Exercise details —
Write out every line below that contains "lioness".

Referring expression pointing data:
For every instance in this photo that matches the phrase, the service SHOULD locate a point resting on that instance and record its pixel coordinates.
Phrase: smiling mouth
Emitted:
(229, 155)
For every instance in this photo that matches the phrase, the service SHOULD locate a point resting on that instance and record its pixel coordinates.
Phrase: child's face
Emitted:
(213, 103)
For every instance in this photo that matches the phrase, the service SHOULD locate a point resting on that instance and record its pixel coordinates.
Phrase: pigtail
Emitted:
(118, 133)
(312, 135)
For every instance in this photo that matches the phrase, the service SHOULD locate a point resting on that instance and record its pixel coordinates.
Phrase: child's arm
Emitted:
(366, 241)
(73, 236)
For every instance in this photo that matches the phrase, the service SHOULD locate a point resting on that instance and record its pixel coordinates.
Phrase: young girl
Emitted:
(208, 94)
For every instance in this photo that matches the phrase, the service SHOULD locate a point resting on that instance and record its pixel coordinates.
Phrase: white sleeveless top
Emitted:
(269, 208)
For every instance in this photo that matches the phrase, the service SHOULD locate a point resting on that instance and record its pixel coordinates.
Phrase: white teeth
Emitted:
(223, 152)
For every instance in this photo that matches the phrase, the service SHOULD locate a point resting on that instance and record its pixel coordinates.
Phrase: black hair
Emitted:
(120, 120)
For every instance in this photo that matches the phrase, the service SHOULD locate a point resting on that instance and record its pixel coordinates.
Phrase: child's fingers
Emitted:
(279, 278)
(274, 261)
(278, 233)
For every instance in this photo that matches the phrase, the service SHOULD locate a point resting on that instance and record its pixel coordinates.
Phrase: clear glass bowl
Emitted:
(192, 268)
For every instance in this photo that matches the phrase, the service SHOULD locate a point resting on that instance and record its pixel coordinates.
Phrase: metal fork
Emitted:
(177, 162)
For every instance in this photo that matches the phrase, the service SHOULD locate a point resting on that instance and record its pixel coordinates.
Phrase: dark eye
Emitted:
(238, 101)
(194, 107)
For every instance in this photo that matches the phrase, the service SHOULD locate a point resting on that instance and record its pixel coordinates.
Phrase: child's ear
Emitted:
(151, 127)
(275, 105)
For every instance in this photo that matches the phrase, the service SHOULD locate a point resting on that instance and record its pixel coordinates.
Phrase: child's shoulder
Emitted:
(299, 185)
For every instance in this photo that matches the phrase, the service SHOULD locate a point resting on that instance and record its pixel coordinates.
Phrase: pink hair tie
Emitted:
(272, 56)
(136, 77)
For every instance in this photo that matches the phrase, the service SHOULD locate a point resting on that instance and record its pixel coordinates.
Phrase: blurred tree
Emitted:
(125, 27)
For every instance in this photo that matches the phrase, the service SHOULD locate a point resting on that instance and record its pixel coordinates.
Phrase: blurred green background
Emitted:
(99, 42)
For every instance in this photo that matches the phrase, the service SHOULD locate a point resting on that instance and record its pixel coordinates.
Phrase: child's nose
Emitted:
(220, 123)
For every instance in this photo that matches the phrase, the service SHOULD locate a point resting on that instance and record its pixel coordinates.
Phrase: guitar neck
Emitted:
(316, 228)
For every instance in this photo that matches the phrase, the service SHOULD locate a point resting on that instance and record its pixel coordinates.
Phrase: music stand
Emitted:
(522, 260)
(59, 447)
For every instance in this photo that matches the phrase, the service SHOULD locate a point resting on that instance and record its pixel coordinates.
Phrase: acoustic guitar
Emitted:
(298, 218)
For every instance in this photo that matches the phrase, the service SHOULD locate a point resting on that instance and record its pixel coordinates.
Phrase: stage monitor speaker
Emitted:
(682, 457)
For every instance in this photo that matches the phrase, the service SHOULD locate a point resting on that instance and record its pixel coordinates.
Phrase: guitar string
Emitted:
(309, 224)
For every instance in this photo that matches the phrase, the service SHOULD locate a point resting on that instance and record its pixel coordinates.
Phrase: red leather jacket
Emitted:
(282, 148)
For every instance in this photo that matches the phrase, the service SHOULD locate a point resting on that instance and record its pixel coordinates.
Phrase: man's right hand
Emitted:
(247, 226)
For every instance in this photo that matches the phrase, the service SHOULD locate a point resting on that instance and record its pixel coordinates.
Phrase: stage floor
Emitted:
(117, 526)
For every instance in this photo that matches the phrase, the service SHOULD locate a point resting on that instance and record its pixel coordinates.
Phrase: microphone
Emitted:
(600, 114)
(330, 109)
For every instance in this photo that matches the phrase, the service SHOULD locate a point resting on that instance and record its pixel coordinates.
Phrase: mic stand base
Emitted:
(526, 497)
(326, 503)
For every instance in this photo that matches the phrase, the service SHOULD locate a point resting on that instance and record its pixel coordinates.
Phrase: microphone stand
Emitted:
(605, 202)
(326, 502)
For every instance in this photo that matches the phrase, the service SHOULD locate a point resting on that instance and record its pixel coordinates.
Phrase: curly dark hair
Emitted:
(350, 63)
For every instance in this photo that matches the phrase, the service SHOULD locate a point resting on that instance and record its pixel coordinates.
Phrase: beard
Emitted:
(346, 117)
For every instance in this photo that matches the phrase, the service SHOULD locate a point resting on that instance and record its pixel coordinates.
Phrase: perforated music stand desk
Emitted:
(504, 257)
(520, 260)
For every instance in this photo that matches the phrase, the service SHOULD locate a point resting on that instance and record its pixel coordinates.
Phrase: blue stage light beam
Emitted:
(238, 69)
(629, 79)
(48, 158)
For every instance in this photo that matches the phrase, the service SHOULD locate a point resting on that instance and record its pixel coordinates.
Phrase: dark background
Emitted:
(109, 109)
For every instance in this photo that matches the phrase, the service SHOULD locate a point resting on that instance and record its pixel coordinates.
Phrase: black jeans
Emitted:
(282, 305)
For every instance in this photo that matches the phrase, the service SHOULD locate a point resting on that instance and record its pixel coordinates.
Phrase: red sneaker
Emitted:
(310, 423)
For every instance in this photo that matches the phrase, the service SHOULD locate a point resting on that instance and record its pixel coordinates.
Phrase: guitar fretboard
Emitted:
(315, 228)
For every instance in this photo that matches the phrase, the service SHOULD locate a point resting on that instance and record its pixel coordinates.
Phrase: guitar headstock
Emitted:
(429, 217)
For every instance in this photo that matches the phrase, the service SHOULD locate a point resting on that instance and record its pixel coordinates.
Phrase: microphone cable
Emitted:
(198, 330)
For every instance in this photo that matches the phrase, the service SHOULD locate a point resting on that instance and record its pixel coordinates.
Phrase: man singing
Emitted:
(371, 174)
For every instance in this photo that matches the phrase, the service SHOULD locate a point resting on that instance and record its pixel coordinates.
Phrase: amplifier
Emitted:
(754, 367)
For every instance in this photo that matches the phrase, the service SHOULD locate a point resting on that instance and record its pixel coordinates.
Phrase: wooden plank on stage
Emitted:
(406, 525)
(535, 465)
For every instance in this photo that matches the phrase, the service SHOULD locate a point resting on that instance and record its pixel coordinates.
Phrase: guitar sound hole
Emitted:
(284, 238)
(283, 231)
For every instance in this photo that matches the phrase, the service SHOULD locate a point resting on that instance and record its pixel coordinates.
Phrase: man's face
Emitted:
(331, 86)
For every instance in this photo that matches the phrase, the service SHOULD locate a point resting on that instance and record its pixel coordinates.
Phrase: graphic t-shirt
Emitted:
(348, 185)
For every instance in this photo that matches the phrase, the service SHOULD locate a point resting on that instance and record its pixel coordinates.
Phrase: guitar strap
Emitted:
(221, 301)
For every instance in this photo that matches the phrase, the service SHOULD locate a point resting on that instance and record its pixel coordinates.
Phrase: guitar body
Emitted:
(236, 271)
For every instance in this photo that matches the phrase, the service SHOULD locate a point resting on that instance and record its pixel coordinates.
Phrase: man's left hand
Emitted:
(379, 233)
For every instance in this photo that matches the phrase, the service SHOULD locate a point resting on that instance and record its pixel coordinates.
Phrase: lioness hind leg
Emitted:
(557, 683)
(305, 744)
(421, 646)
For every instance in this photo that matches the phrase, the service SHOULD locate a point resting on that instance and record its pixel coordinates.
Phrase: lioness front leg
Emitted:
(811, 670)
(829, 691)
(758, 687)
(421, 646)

Expected output —
Phrase: lioness hind leg
Phrase: lioness front leg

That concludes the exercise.